## To-do item
How many of the lines below contain the string "clicks"? Reply with the number alone.

## Material to process

* * * * * * *

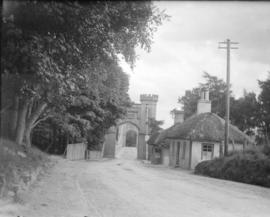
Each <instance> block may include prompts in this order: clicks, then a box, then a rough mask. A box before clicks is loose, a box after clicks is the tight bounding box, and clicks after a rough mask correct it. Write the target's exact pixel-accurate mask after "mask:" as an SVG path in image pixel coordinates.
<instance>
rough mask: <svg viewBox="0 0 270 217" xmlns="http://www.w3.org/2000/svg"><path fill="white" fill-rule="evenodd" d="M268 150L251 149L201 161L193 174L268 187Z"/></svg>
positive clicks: (268, 157) (268, 178)
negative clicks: (198, 174) (242, 151)
mask: <svg viewBox="0 0 270 217" xmlns="http://www.w3.org/2000/svg"><path fill="white" fill-rule="evenodd" d="M269 152H270V149H267V148H263V149H262V150H261V151H260V150H258V149H251V150H246V151H244V152H234V153H231V154H230V155H229V156H227V157H221V158H216V159H213V160H210V161H203V162H201V163H199V164H198V165H197V166H196V167H195V174H201V175H206V176H210V177H214V178H220V179H227V180H232V181H237V182H243V183H248V184H255V185H261V186H265V187H270V158H269Z"/></svg>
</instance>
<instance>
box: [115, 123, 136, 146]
mask: <svg viewBox="0 0 270 217" xmlns="http://www.w3.org/2000/svg"><path fill="white" fill-rule="evenodd" d="M138 136H139V127H138V126H137V125H136V124H134V123H133V122H130V121H127V122H122V123H120V124H118V126H117V130H116V140H117V141H116V143H117V145H118V146H121V147H137V145H138Z"/></svg>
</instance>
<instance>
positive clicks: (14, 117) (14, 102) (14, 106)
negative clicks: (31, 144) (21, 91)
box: [9, 96, 19, 139]
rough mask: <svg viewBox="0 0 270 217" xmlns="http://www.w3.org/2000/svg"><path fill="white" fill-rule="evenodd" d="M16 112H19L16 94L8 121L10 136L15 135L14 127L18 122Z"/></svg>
mask: <svg viewBox="0 0 270 217" xmlns="http://www.w3.org/2000/svg"><path fill="white" fill-rule="evenodd" d="M18 112H19V97H18V96H16V97H15V99H14V106H13V109H12V116H11V121H10V135H9V136H10V138H11V139H12V138H14V137H15V136H16V127H17V122H18Z"/></svg>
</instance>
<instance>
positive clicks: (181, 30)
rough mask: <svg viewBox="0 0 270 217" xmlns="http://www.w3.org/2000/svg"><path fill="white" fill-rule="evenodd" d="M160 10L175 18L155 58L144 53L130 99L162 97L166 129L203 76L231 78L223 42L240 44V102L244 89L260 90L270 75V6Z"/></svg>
mask: <svg viewBox="0 0 270 217" xmlns="http://www.w3.org/2000/svg"><path fill="white" fill-rule="evenodd" d="M155 5H156V6H157V7H158V8H160V9H161V10H162V9H165V10H166V13H167V14H168V15H170V16H171V18H170V21H166V22H164V23H163V25H162V26H160V27H159V29H158V31H157V32H156V34H155V37H154V44H153V45H152V49H151V52H150V53H147V52H145V51H142V50H138V55H139V59H138V61H137V62H136V67H135V69H134V71H133V72H132V71H131V70H130V69H129V67H127V66H126V65H125V64H123V68H124V70H125V71H126V72H127V73H128V74H129V75H130V89H129V94H130V97H131V99H132V100H133V101H135V102H139V95H140V94H143V93H149V94H150V93H152V94H158V95H159V101H158V104H157V120H164V121H165V124H164V125H163V127H165V128H166V127H169V126H171V125H172V124H173V120H172V118H171V116H170V111H171V110H172V109H173V108H175V107H180V106H181V105H179V104H178V103H177V99H178V97H179V96H183V95H184V93H185V90H190V89H192V88H193V87H196V86H197V85H198V83H199V82H203V78H202V74H203V71H207V72H208V73H210V74H211V75H215V76H218V77H219V78H222V79H224V80H225V78H226V51H225V50H223V49H218V42H220V41H224V40H226V39H227V38H229V39H231V40H232V41H236V42H239V43H240V44H239V45H238V47H239V49H238V50H232V55H231V83H232V89H233V93H234V96H235V97H237V98H238V97H240V96H242V94H243V89H246V90H247V91H254V92H256V93H257V94H258V93H259V91H260V89H259V87H258V82H257V80H258V79H259V80H264V79H266V78H267V76H268V71H270V2H180V1H171V2H166V1H161V2H155Z"/></svg>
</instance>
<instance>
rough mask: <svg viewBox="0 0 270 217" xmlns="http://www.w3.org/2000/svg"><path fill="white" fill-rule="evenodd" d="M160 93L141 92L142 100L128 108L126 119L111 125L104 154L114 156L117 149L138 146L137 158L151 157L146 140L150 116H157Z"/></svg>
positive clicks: (108, 131)
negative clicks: (156, 93) (110, 127)
mask: <svg viewBox="0 0 270 217" xmlns="http://www.w3.org/2000/svg"><path fill="white" fill-rule="evenodd" d="M157 101H158V95H154V94H141V95H140V102H141V103H135V104H133V106H132V107H131V108H129V109H128V111H127V115H126V117H125V118H124V119H122V120H119V121H118V122H117V124H116V126H113V127H111V128H110V129H109V130H108V132H107V134H106V135H105V142H104V146H103V156H104V157H110V158H114V157H115V153H116V152H117V150H119V149H121V148H122V147H136V148H137V159H141V160H144V159H149V158H148V157H147V155H148V156H149V153H150V151H151V150H149V148H148V149H147V145H146V140H147V138H148V137H149V134H150V129H149V126H148V119H149V118H154V119H155V118H156V107H157Z"/></svg>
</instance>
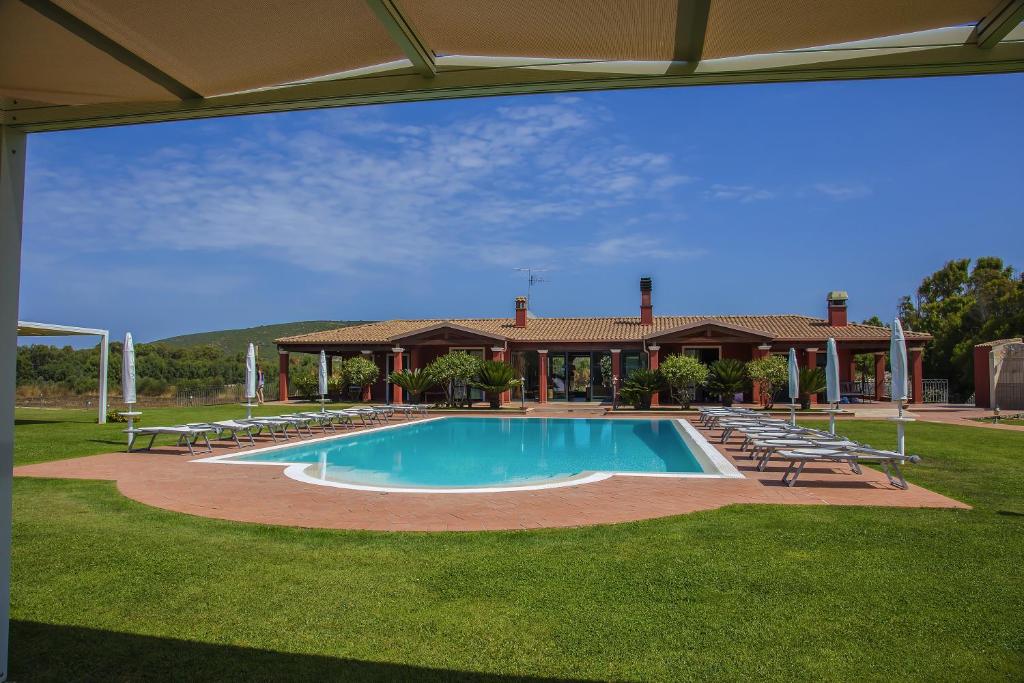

* * * * * * *

## Result
8